### Problem description:
Set all the entries down once more, with nothing altered.

### Data extract:
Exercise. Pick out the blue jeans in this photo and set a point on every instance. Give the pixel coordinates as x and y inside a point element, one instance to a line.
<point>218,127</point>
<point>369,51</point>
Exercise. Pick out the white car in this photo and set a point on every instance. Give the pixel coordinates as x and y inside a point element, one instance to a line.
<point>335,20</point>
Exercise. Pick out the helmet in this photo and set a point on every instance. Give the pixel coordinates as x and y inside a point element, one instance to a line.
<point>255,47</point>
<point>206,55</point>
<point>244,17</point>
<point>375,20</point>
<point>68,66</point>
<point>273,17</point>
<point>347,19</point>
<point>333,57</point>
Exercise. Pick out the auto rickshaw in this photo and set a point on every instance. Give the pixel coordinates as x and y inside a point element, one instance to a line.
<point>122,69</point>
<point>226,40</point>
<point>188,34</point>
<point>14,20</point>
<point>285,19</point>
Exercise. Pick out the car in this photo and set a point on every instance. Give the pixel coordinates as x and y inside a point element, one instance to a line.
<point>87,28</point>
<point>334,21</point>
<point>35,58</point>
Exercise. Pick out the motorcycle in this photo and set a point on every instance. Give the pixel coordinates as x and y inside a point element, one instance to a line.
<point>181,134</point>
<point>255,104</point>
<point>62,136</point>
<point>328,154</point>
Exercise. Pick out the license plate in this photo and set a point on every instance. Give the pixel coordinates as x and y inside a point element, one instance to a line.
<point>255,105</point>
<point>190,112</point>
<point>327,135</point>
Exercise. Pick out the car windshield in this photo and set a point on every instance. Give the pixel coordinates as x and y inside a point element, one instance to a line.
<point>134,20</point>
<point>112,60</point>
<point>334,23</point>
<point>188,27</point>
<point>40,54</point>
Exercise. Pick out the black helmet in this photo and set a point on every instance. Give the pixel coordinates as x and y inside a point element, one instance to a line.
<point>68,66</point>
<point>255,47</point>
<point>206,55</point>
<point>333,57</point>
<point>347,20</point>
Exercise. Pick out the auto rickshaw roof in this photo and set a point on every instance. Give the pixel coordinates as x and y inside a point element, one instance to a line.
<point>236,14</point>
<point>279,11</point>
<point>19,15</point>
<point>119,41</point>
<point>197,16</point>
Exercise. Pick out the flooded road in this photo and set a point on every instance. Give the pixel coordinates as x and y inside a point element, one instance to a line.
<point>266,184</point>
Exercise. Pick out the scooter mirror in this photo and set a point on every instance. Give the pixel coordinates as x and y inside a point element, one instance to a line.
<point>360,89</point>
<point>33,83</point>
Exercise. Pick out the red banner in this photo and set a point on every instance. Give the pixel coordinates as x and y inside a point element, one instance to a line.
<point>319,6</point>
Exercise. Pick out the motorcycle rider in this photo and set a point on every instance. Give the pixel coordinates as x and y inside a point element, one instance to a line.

### Completed task:
Exercise. Pick out the blue jeans in this photo and set a point on every instance. Give the pixel coordinates as x and y inside a point element, one instance to a line.
<point>218,127</point>
<point>369,51</point>
Exercise. Pick out the white car in this photo and set a point on every instance. Give the pixel coordinates as x and y inside a point element, one instance to a line.
<point>335,20</point>
Exercise. Pick out the helmet in this photo and set a point on every instance. Give the pixel coordinates as x and y inside a point element, one instance to a line.
<point>255,47</point>
<point>206,55</point>
<point>244,17</point>
<point>375,20</point>
<point>68,66</point>
<point>273,17</point>
<point>347,19</point>
<point>333,57</point>
Exercise. Pick out the auto rickshaw in this photo and set a point on every instance. Give the pixel coordinates as x and y inside a point element, one instance to a line.
<point>122,69</point>
<point>226,40</point>
<point>188,34</point>
<point>14,20</point>
<point>285,19</point>
Exercise. Pick out the car in this photo and set a point on every instance. Give the pixel coordinates as x and y inside a point element, one instance to a line.
<point>87,28</point>
<point>334,21</point>
<point>35,58</point>
Exercise. Pick out the motorcycle in this photo and set a point on every instance. Give the pixel coordinates as x and y inside a point element, one instance to a line.
<point>181,134</point>
<point>255,104</point>
<point>62,136</point>
<point>328,154</point>
Exercise. Pick out the license plate in this photo and set a point on every instance. Give the pixel coordinates as x and y inside a point element, one instance to a line.
<point>255,105</point>
<point>190,112</point>
<point>327,135</point>
Exercise. Pick out the car windshield in this photo and set a point on every instance. Give the pixel coordinates as x and y inside a point element, one instance to a line.
<point>134,20</point>
<point>112,60</point>
<point>334,23</point>
<point>188,27</point>
<point>40,54</point>
Exercise. Pick out the black helmet in this photo and set a point on every instance. Give the pixel coordinates as x and y inside a point element, one instance to a line.
<point>68,66</point>
<point>255,47</point>
<point>206,55</point>
<point>333,57</point>
<point>347,20</point>
Exercise. Pick out the auto rickshaw roof in this photo and set a point on every instance. Give the pixel coordinates as x and y inside a point element, one instance to a line.
<point>236,14</point>
<point>279,11</point>
<point>19,15</point>
<point>119,41</point>
<point>197,16</point>
Exercise. Pick out the flooded road in this photo and set a point on every instance. Give the pixel coordinates as x and y inside a point element, one instance to a line.
<point>266,184</point>
Exercise. Pick out the scooter mirror in this photo and set a point on every instance. Give the pixel coordinates as x and y inside a point element, one instance to a line.
<point>360,89</point>
<point>33,83</point>
Exercise. Pick out the red banner in this photo and set a point on every instance. Give the pixel coordinates as x and y inside a point element, one instance to a line.
<point>319,6</point>
Exercise. Pick out the motorcycle rider in this photo and set a point on every instance. Give the pixel coordinates as x and y inside a point element, one instance to a line.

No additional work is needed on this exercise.